- **Excerpt provided**:
◆ ◆ ◆
Thiyagu is a 1990 Indian Tamil-language drama film directed by S. P. Muthuraman and written by Sivasankari. Produced by AVM Productions. It is based on the TV series Oru Manithanin Kathai, itself based on Sivasankari's novel by the same name. The film stars Raghuvaran, reprising his role from the TV series. It was released on 5 October 1990, and failed commercially.

Plot

Cast 
 Raghuvaran as Thiyagu
 Nizhalgal Ravi as Nana
 S. P. Balasubrahmanyam as Dr. Reddy
 Rekha
 Devilalitha as Thiyagu's wife
 Sudha
 Dhilip as Arvind
 Babloo

Production 
When M. Saravanan of AVM Productions met Charuhasan, he asked about controlling budget in art films for which Charuhasan said the film costs can be recovered after selling rights for national television for which they provide , which impressed Saravanan and he decided to make a "purposeful movie". Oru Manithanin Kathai, a novel written by Sivasankari and serialised in the magazine Ananda Vikatan in 1978–79, was adapted into a TV series by the same name in 1985 and starred Raghuvaran. AVM later decided to adapt this series into a feature film titled Thiyagu; Raghuvaran returned in the same role, and S. P. Muthuraman was hired as director. Muthuraman charged no fee for the film.

Soundtrack 
The music was composed by Shankar–Ganesh.
◆ ◆ ◆
- **Work instructions**:
Decide whether each statement agrees with the Thiyagu article, answering yes or no and quoting the deciding words: (a) The film was a commercial success. (b) S. P. Muthuraman directed the film without charging a fee. (c) The novel Oru Manithanin Kathai was serialised in the magazine Ananda Vikatan. Rely only on the Thiyagu article.

Data taken from a collection
◆ ◆ ◆
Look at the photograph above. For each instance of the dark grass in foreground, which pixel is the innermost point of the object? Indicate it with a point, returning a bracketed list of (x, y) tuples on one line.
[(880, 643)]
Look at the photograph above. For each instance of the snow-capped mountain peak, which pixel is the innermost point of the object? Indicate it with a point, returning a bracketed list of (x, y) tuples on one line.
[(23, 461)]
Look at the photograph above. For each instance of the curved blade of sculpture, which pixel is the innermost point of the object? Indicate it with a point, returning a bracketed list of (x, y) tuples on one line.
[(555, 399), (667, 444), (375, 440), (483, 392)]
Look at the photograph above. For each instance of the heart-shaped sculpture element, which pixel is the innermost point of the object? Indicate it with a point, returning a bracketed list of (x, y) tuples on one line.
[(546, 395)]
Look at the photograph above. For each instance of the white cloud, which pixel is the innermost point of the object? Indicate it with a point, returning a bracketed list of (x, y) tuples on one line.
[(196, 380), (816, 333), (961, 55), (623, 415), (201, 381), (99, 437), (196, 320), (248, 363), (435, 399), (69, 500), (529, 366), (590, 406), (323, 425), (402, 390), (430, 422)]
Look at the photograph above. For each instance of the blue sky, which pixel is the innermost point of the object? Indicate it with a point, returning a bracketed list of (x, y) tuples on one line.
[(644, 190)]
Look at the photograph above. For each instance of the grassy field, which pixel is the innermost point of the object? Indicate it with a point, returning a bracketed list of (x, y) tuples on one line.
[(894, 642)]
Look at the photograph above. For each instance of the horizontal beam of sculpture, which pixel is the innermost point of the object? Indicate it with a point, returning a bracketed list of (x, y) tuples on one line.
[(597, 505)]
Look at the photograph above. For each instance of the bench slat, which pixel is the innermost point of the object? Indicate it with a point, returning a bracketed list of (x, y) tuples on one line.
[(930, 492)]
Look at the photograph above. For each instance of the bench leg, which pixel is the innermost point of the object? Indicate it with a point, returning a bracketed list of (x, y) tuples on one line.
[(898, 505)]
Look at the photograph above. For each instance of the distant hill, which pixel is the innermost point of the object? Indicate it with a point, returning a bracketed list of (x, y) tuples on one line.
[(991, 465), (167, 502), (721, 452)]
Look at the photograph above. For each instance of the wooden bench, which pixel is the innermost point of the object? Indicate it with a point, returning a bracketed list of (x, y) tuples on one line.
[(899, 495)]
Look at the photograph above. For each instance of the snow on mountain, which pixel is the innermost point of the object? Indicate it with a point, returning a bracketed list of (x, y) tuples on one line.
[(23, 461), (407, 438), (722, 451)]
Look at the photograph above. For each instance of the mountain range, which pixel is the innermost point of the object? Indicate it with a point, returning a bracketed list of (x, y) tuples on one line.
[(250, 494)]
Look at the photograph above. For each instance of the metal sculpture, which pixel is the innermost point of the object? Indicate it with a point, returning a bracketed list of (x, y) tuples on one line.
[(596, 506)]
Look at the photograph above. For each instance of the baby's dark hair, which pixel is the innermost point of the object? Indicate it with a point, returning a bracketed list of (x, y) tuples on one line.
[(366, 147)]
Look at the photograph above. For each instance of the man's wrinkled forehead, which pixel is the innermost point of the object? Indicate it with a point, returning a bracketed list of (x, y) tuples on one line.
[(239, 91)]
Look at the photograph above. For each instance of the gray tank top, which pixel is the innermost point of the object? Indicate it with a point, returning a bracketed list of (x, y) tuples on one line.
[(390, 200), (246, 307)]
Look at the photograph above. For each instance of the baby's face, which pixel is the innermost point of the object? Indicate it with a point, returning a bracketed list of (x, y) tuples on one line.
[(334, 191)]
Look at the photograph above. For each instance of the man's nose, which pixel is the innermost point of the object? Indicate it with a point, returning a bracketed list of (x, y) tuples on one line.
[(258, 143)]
◆ ◆ ◆
- **Result of the exercise**:
(a) No: "failed commercially"
(b) Yes: "Muthuraman charged no fee for the film."
(c) Yes: "serialised in the magazine Ananda Vikatan in 1978–79"